* **Actions to take**
1: Write out the part of the excerpt on logging and interfaces from "Interfaces (APIs)" to "agents (dynamic content).".
2: Answer these questions from the excerpt on logging and interfaces:
(a) What does the Knowledge Log record?
(b) What invokes the auditing agent?
(c) What list can clients retrieve through the traversal interface?

Logging The logging agent monitors system events through the event scheduler and writes messages to a log database. Each instance of the logging agent can be configured to monitor specific events, so that different types of logs can be created.
Performance Log: a log of the response time for each user access;
Knowledge Log: a log of accesses to content, including search requests;
Access; a log of successful user authentication requests, or logins;
Security: a log of successful and unsuccessful user authentication requests and denials of service;
The logging agent is additionally responsible for importing logs from various other components of the system including HTTP and RDBMS logs.
Auditing
Auditing agents check the validity of the content according to a specified set of rules. The auditing agent is invoked by other agents submitting content. Auditing is a stage in the production process and is performed automatically in conjunction with other content managers. The auditing agent may also scan existing content to check rules which cannot be tested at submission. One example is the rule which invalidates out-of-date content.
Interfaces (APIs)
A key element of the design of the system is the design of the interfaces which allow the system components to interoperate. To support current and future needs adequately, care must be taken to develop interfaces that are flexible and adaptable.
Content Interface
The content interface provides a uniform mechanism for accessing content. The interface is implemented by objects created by content management agents (repository content) and agents (dynamic content).
While the content interface is extensible, several fundamental aspects of the content interface; e.g. retrieval, storage, traversal, and searching must be implemented to provide base level functionality.
Retrieval
All objects which provide content implement an interface which provides access to attribute and rendition data. The retrieval interface provides a facility for determining the availability and fidelity of renditions.
Storage
All objects which store content implement an interface which allows data values to be assigned to attributes and renditions. Assignments can be used to modify the metadata or renditions associated with a particular content name. Assigning to a source rendition and assigning to a derived rendition are distinguished. The former is an update of the content which causes other renditions to be out-of-date, while the latter is the result of a manual rendition conversion.
Traversal All objects which provide structured content or collections of content implement a traversal interface which provides access to the sub-content. Through the traversal interface, clients can retrieve a list of the names of each contained element of content. Each name so retrieved can then be used to operate on the sub-content. Structure can be walked in a hierarchical manner by recursive application of the traversal interface.

* **Extracted records**
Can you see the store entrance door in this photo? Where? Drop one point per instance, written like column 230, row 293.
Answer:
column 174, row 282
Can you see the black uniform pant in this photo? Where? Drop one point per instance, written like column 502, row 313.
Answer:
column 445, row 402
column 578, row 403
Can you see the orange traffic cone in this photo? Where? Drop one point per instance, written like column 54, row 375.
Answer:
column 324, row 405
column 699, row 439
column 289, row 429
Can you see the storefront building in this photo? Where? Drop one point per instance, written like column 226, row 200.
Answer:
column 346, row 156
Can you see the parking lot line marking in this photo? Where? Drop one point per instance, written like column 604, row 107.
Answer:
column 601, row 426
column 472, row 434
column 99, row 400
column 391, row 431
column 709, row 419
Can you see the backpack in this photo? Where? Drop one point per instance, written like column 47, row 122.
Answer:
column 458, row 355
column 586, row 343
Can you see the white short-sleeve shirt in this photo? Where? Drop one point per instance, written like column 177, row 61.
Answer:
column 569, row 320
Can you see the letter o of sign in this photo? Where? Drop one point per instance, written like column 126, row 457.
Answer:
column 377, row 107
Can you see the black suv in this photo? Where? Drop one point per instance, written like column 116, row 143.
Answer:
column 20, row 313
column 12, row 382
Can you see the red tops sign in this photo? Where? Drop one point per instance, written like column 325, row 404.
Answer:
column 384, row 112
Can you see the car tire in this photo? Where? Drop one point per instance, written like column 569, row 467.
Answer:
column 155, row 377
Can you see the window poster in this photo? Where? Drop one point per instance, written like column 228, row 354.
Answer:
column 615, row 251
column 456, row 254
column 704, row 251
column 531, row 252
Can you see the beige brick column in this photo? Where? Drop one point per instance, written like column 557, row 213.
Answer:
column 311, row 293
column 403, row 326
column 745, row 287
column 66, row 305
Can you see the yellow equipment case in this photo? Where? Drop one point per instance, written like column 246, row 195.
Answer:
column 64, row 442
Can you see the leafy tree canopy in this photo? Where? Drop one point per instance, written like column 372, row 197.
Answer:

* **Answers to the exercise**
1:
Interfaces (APIs)
A key element of the design of the system is the design of the interfaces which allow the system components to interoperate. To support current and future needs adequately, care must be taken to develop interfaces that are flexible and adaptable.
Content Interface
The content interface provides a uniform mechanism for accessing content. The interface is implemented by objects created by content management agents (repository content) and agents (dynamic content).

2:
(a) Accesses to content, including search requests.
(b) Other agents submitting content.
(c) A list of the names of each contained element of content.